→ **I TUOI COMPITI**
1) Trascrivi fedelmente la parte del brano sulla Quaresima che si apre con le parole contenenti "L'odierna austera e" e si chiude con "mistero della Pasqua.".
2) Nel brano sulla Quaresima, quale cerimonia segna l'inizio del cammino spirituale?
3) Quali riferimenti biblici, con sigla del libro, capitolo e versetti, compaiono nel brano sulla Quaresima? Elencali tutti.

→ **BRANO DELL'ESERCIZIO**

---*---

L'odierna austera e significativa cerimonia della "imposizione delle Ceneri" segna l'inizio di questo cammino spirituale, che ci porta a rivivere, con fervore d'animo e coerenza di vita, il mistero della Pasqua.

La Quaresima è dunque tempo di forte riflessione sulle Verità eterne e di fermi propositi di autentica conversione cristiana. Preparandoci a commemorare la Morte redentrice di Gesù e la sua Risurrezione, siamo stimolati a prendere più viva consapevolezza che la vita dell'uomo sulla terra è sempre una lotta contro il male, una lotta che passa per il cuore dell'uomo.

San Paolo, nella Lettera ai Romani, così descrive questa lotta interiore: "Io non riesco a capire neppure ciò che faccio: infatti non quello che voglio io faccio, ma quello che detesto... C'è in me il desiderio del bene, ma non la capacità di attuarlo; infatti io non compio il bene che voglio, ma il male che non voglio" (
Rm 7,15 Rm 7,18-19). E' l'esperienza di ciascuno di noi! Solo Cristo, il Redentore, può sottrarci alla sconfitta, dandoci le armi della vittoria, che lo stesso Apostolo addita nella Lettera agli Efesini: "Prendete perciò l'armatura di Dio, perché possiate resistere nel giorno malvagio e restare in piedi dopo aver superato tutte le prove" (cfr. Ep 6,11-16).

---*---

→ **INSIEME DI DATI**
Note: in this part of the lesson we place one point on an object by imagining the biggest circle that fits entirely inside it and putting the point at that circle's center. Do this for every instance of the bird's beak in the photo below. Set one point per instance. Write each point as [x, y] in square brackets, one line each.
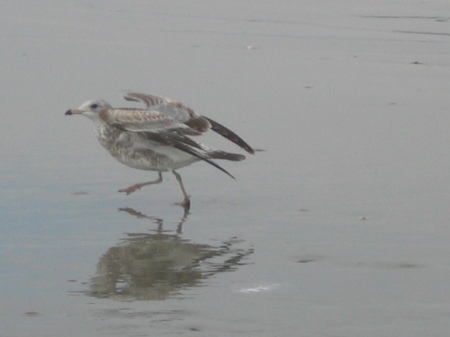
[73, 112]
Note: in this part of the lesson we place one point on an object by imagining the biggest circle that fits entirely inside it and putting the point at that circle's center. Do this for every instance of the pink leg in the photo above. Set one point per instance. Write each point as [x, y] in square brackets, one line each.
[187, 201]
[136, 187]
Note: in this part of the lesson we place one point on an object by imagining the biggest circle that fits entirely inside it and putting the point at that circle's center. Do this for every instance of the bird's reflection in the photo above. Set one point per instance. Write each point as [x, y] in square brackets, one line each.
[156, 266]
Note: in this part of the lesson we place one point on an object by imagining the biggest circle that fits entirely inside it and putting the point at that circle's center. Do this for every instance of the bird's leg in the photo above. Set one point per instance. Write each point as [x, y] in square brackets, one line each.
[187, 201]
[136, 187]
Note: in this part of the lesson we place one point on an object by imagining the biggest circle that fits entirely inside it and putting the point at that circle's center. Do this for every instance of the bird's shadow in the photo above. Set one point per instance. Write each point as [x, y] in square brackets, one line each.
[160, 264]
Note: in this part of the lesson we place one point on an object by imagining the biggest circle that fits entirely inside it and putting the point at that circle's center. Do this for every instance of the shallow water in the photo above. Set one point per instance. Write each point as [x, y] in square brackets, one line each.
[339, 227]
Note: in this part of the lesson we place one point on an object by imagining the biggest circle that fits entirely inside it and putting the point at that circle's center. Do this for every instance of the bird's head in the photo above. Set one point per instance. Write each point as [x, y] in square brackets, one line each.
[90, 109]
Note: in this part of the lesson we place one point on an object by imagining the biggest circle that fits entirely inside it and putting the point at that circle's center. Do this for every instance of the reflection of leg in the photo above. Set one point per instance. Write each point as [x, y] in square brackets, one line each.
[136, 187]
[187, 201]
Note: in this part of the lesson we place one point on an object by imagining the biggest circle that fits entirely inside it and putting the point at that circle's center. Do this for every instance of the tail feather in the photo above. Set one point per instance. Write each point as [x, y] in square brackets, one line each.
[226, 155]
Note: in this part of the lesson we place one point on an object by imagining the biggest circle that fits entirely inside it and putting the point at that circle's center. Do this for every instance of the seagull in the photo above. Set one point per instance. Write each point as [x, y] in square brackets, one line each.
[158, 137]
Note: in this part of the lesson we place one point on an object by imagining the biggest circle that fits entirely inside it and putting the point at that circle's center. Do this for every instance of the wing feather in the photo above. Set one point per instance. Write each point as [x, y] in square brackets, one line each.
[139, 120]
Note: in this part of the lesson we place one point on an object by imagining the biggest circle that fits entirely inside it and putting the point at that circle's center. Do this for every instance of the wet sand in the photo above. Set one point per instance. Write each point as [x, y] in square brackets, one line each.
[338, 228]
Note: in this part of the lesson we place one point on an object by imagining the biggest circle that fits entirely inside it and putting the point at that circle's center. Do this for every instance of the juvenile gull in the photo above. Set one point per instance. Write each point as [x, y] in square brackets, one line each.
[157, 138]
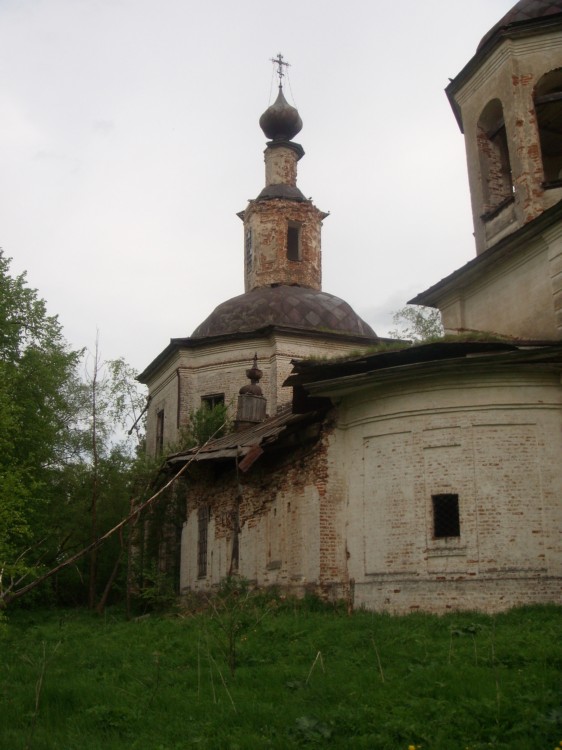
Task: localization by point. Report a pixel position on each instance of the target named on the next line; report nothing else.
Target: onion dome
(281, 121)
(286, 307)
(524, 12)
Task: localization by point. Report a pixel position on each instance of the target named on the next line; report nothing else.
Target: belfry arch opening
(548, 108)
(495, 166)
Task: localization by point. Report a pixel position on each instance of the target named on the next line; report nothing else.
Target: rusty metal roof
(284, 306)
(317, 376)
(250, 443)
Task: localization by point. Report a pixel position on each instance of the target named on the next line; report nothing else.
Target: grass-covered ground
(302, 676)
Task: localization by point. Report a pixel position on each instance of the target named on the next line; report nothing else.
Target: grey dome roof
(284, 306)
(525, 11)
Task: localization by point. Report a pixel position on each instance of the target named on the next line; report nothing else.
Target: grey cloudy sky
(129, 139)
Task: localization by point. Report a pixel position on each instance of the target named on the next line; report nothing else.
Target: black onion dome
(284, 306)
(525, 11)
(281, 121)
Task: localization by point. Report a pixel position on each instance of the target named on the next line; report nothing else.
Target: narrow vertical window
(248, 249)
(495, 166)
(202, 539)
(159, 431)
(293, 242)
(446, 520)
(548, 108)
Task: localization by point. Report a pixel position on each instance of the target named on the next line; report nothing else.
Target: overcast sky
(129, 140)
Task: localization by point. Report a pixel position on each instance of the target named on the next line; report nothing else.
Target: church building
(403, 478)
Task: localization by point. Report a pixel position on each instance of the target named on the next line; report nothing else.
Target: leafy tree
(37, 378)
(417, 323)
(205, 423)
(66, 461)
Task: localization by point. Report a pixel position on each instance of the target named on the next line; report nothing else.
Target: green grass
(304, 677)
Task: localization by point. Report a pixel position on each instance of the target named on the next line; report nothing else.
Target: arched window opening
(293, 241)
(548, 107)
(495, 167)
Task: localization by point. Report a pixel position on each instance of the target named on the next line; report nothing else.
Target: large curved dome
(284, 306)
(523, 11)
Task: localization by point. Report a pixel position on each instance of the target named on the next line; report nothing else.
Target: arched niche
(548, 108)
(495, 166)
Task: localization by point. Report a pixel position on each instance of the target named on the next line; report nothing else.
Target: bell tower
(282, 228)
(508, 103)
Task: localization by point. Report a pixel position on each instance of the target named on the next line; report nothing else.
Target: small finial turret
(254, 375)
(251, 402)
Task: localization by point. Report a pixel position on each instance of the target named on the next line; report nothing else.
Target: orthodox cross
(280, 62)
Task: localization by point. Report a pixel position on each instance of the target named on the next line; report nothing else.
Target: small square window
(446, 519)
(212, 400)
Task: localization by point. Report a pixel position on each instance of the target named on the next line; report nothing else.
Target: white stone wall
(518, 297)
(495, 440)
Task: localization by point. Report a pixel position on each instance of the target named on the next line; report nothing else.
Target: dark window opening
(248, 249)
(203, 515)
(159, 431)
(293, 242)
(548, 108)
(495, 166)
(212, 400)
(446, 520)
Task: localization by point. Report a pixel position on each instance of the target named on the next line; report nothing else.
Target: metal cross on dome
(280, 62)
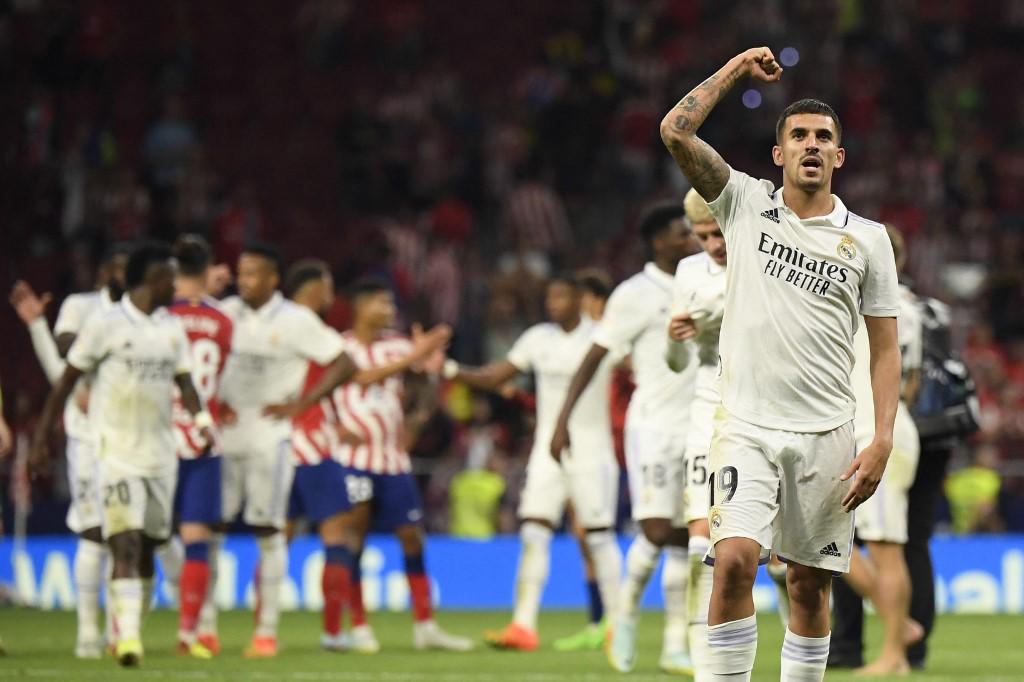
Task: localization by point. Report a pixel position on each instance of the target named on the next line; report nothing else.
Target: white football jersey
(795, 295)
(554, 355)
(699, 290)
(271, 348)
(135, 358)
(75, 311)
(636, 321)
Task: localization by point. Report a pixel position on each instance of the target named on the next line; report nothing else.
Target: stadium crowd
(398, 140)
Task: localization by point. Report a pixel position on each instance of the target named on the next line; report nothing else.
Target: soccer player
(803, 270)
(378, 469)
(588, 474)
(272, 344)
(655, 434)
(595, 287)
(139, 353)
(882, 522)
(192, 564)
(698, 303)
(84, 513)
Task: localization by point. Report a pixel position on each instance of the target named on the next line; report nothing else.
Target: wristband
(450, 370)
(203, 420)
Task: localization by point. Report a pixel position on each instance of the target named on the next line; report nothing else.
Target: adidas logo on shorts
(830, 550)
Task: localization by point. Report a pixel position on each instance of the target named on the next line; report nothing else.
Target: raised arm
(701, 165)
(582, 378)
(885, 367)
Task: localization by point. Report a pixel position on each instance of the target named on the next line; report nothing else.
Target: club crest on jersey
(846, 248)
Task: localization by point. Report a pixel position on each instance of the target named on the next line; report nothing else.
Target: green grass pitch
(965, 648)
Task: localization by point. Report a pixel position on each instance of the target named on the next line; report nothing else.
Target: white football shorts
(654, 461)
(883, 517)
(588, 476)
(132, 502)
(782, 489)
(85, 510)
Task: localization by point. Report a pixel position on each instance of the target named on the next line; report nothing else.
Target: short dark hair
(266, 251)
(194, 255)
(595, 282)
(303, 271)
(368, 287)
(564, 278)
(808, 105)
(656, 219)
(142, 256)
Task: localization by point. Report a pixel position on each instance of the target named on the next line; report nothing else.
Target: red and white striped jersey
(209, 333)
(314, 432)
(375, 413)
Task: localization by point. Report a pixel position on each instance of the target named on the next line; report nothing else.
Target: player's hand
(761, 65)
(866, 471)
(682, 327)
(29, 305)
(427, 343)
(6, 440)
(227, 415)
(559, 441)
(284, 410)
(217, 279)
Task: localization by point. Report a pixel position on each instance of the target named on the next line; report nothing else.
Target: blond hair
(696, 208)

---*---

→ **RISPOSTE PER COMPITO**
1)
L'odierna austera e significativa cerimonia della "imposizione delle Ceneri" segna l'inizio di questo cammino spirituale, che ci porta a rivivere, con fervore d'animo e coerenza di vita, il mistero della Pasqua.

2) La cerimonia dell'"imposizione delle Ceneri".

3) Rm 7,15; Rm 7,18-19; Ep 6,11-16